### QUESTIONS
1) In the account of motherhood, rewrite the paragraph beginning "I’m definitely quite strict with her" as a short bulleted list that keeps its main facts.
2) Transcribe the part of the account of motherhood starting with "I’m definitely quite" and going on through "all the time!".

### READING PASSAGE
————————
Child: Annie, 2
Expectations of motherhood: My pregnancy was unexpected and very welcome. I thought I’d cherish every moment of being a mother. But I was worried I’d find it a bit boring too.
I have quite a contradictory personality, my work background is in behaviour management so I knew I’d be strict and have firm boundaries from the get go, but I’m also quite hippyish and envisaged lots of healthy outdoors fun, using a sling, breastfeeding on demand, slow pace of life and even meditating with my daughter.
Reality of motherhood: So much harder than I ever thought it could be. I didn’t know that I’d have a child with some medical needs who still wouldn’t be sleeping after nearly three years. I knew the first months would be tough but hadn’t considered that sleep deprivation could continue for this long.
I’m definitely quite strict with her in some ways, e.g. With safety and with kindness, but after that I’m so slack. She wanders around playgroups, she eats her meals on various places around the room, usually under the chair. I’m just too tired to correct every behaviour, and also I no longer think I should. She’s got her whole life to follow rules so I’m quite free with her. She’s a pretty good egg though so I get away with it. Slings didn’t happen, I breastfed her so much that I just wanted time away from her, not to have her attached to me all the time!
Taking your child home for the first time: An amazing sense of relief. I had terrible anxiety throughout my pregnancy but once she was born it pretty much left me. She was out, I could see her, I knew that she was OK.
————————
### RECORDS SUPPLIED

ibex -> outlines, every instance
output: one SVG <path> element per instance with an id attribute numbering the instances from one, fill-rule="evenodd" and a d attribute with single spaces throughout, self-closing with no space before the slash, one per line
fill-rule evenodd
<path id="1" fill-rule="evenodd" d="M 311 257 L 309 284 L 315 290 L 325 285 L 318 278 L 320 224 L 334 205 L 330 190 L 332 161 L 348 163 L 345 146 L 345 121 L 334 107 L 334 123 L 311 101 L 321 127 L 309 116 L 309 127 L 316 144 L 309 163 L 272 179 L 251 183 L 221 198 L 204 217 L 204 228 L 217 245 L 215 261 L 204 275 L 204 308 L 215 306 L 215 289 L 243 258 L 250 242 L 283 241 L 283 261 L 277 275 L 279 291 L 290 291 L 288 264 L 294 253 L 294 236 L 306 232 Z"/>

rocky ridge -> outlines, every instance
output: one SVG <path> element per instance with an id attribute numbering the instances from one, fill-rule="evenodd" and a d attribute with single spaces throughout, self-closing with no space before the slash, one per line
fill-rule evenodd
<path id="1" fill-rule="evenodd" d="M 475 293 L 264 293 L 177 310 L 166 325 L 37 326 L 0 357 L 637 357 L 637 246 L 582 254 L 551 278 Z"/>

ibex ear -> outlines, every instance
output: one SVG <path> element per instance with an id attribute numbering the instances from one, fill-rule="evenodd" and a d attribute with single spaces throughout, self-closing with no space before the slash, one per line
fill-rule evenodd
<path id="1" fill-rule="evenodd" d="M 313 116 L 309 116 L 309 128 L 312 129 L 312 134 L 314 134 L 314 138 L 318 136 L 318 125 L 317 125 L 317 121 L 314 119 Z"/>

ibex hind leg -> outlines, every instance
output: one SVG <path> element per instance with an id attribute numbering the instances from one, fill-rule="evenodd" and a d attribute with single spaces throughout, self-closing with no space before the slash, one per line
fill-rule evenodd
————————
### SOLUTIONS BY TASK
1)
- I'm strict about safety and kindness but relaxed about everything else.
- She wanders around playgroups and eats her meals in various places around the room, usually under the chair.
- I'm too tired to correct every behavior, and I no longer think I should. She has her whole life to follow rules.
- She's a pretty good egg, so I get away with it.
- Slings didn't happen. I breastfed her so much that I wanted time away from her.

2)
I’m definitely quite strict with her in some ways, e.g. With safety and with kindness, but after that I’m so slack. She wanders around playgroups, she eats her meals on various places around the room, usually under the chair. I’m just too tired to correct every behaviour, and also I no longer think I should. She’s got her whole life to follow rules so I’m quite free with her. She’s a pretty good egg though so I get away with it. Slings didn’t happen, I breastfed her so much that I just wanted time away from her, not to have her attached to me all the time!